---- Dokumenttext

Inhalt

Text gilt ab: 24.03.1997

1.  

Die Abwasserbeseitigung gehört zu den Pflichtaufgaben des eigenen Wirkungskreises der Gemeinden (Art. 41b Abs. 1 des Bayerischen Wassergesetzes – BayWG -; vgl. auch § 12 Abs. 1 des Bundes-Seuchengesetzes). Für die Erfüllung dieser Aufgabe kommen verschiedene Möglichkeiten in Betracht:
a)
In der Regel erstellt und betreibt die Gemeinde hierfür eine leitungsgebundene Entwässerungsanlage (Sammelkanalisation). Der Ausbau dieser Anlagen mit leistungsfähigen zentralen Klärwerken stellt aus der Sicht des Gewässerschutzes die optimale Lösung dar und bildet daher auch den Schwerpunkt der Förderung durch den Freistaat Bayern. Das Rechtsverhältnis zu den Benutzern wird durch die Entwässerungssatzung der Gemeinde geregelt.

--------

Kurze Aufgabe A: Formatiere die Zeilen der folgenden Datensätze vom ersten Eintrag bis einschließlich der Zeile mit "[331,205,448,322]" als JSON-Liste von Zeichenketten, eine Zeichenkette pro Zeile und ohne Leerzeilen.

---- Entnommene Daten

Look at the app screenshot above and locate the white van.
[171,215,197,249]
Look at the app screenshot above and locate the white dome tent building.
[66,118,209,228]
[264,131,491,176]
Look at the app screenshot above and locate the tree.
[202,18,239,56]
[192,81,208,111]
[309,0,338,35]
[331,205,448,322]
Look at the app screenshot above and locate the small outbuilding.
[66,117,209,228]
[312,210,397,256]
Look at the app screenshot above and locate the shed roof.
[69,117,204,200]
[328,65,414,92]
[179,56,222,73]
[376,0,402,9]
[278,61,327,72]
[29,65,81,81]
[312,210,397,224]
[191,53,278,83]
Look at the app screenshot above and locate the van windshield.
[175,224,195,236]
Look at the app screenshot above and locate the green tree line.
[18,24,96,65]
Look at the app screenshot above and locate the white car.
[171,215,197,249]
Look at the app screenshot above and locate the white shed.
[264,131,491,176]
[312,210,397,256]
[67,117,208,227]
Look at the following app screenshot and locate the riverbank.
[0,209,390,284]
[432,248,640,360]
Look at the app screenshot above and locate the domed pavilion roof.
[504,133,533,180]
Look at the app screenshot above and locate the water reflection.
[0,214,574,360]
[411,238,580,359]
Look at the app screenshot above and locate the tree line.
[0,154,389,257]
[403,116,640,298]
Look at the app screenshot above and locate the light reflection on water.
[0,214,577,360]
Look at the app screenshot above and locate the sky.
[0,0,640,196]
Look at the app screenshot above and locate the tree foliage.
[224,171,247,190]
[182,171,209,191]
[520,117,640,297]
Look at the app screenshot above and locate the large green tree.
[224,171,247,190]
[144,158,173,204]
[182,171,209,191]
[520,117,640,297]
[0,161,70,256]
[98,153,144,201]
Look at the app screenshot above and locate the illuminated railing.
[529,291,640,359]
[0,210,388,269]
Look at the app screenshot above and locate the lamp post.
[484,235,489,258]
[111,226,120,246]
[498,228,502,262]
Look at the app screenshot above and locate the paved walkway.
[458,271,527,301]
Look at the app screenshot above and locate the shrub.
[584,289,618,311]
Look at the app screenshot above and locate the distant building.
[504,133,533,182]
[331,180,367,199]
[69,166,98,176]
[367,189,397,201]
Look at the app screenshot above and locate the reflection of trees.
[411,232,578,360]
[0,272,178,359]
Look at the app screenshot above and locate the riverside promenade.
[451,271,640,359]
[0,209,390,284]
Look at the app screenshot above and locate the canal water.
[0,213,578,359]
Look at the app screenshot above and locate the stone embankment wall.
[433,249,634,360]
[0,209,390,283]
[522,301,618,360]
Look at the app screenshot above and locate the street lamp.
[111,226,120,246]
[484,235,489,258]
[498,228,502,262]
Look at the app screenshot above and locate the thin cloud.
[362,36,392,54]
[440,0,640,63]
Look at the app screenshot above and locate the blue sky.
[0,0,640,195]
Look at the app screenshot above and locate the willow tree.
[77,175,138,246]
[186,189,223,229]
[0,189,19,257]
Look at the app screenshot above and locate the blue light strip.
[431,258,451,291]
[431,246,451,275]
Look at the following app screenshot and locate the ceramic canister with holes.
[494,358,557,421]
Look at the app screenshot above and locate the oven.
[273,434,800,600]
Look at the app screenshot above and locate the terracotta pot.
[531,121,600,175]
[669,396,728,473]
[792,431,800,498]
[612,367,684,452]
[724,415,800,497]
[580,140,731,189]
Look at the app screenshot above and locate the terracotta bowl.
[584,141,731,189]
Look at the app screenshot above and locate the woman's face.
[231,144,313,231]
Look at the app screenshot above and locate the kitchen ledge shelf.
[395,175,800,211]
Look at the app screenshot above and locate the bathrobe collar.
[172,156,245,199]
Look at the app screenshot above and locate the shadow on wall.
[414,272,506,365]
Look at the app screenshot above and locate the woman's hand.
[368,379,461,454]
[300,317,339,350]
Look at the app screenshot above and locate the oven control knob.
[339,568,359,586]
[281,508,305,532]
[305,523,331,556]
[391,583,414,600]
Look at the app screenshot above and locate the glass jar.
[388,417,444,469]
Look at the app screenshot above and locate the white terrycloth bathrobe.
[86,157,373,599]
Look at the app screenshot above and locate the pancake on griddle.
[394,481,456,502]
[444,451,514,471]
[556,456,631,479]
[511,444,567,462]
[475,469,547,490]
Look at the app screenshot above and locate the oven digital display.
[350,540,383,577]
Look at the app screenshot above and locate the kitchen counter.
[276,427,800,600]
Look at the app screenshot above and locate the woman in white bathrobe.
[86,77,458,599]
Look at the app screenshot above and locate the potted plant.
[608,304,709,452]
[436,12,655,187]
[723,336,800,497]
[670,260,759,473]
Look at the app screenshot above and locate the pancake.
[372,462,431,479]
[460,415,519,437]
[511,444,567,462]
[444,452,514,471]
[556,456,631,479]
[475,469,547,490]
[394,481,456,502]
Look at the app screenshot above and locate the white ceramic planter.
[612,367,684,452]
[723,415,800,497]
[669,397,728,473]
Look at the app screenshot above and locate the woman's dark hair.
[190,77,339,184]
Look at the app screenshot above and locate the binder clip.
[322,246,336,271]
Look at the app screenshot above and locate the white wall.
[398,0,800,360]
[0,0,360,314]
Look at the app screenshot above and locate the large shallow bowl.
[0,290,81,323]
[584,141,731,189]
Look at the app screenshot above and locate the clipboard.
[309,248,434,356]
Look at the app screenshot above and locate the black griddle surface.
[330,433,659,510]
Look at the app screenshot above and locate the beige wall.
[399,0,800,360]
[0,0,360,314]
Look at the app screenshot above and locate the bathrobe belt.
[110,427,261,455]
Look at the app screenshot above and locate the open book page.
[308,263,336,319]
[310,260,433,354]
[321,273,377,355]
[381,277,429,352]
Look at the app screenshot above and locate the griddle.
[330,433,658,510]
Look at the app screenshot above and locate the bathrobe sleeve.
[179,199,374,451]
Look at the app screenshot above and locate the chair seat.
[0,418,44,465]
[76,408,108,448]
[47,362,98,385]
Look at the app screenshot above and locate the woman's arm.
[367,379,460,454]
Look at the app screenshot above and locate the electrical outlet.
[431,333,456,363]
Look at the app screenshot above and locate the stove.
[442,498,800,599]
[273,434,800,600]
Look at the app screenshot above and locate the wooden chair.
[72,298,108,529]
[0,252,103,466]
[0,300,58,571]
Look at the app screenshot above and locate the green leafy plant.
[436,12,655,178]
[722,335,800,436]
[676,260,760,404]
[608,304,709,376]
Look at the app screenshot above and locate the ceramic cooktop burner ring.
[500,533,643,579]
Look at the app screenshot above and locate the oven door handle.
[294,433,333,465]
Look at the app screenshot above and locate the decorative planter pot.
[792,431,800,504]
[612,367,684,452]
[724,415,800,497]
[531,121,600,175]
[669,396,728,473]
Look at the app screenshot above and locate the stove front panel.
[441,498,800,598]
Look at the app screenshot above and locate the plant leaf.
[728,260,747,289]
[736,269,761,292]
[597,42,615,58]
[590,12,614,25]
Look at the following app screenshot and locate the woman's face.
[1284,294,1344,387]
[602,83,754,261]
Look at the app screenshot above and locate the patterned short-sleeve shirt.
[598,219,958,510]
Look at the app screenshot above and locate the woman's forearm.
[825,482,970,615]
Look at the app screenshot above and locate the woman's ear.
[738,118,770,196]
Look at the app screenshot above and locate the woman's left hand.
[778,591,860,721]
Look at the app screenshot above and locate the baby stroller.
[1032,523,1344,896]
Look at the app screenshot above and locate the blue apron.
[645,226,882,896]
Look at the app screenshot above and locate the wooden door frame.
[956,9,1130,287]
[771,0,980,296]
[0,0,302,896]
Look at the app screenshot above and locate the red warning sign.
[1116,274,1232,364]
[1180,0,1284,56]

--------

Kurze Aufgabe B: Schreibe aus dem Text zur Abwasserbeseitigung den Abschnitt von "Die Abwasserbeseitigung gehört" bis "der Gemeinde geregelt." wortgetreu ab.

Schriftliche Antwort A:
[
  "Look at the app screenshot above and locate the white van.",
  "[171,215,197,249]",
  "Look at the app screenshot above and locate the white dome tent building.",
  "[66,118,209,228]",
  "[264,131,491,176]",
  "Look at the app screenshot above and locate the tree.",
  "[202,18,239,56]",
  "[192,81,208,111]",
  "[309,0,338,35]",
  "[331,205,448,322]"
]

Schriftliche Antwort B:
Die Abwasserbeseitigung gehört zu den Pflichtaufgaben des eigenen Wirkungskreises der Gemeinden (Art. 41b Abs. 1 des Bayerischen Wassergesetzes – BayWG -; vgl. auch § 12 Abs. 1 des Bundes-Seuchengesetzes). Für die Erfüllung dieser Aufgabe kommen verschiedene Möglichkeiten in Betracht:
a)
In der Regel erstellt und betreibt die Gemeinde hierfür eine leitungsgebundene Entwässerungsanlage (Sammelkanalisation). Der Ausbau dieser Anlagen mit leistungsfähigen zentralen Klärwerken stellt aus der Sicht des Gewässerschutzes die optimale Lösung dar und bildet daher auch den Schwerpunkt der Förderung durch den Freistaat Bayern. Das Rechtsverhältnis zu den Benutzern wird durch die Entwässerungssatzung der Gemeinde geregelt.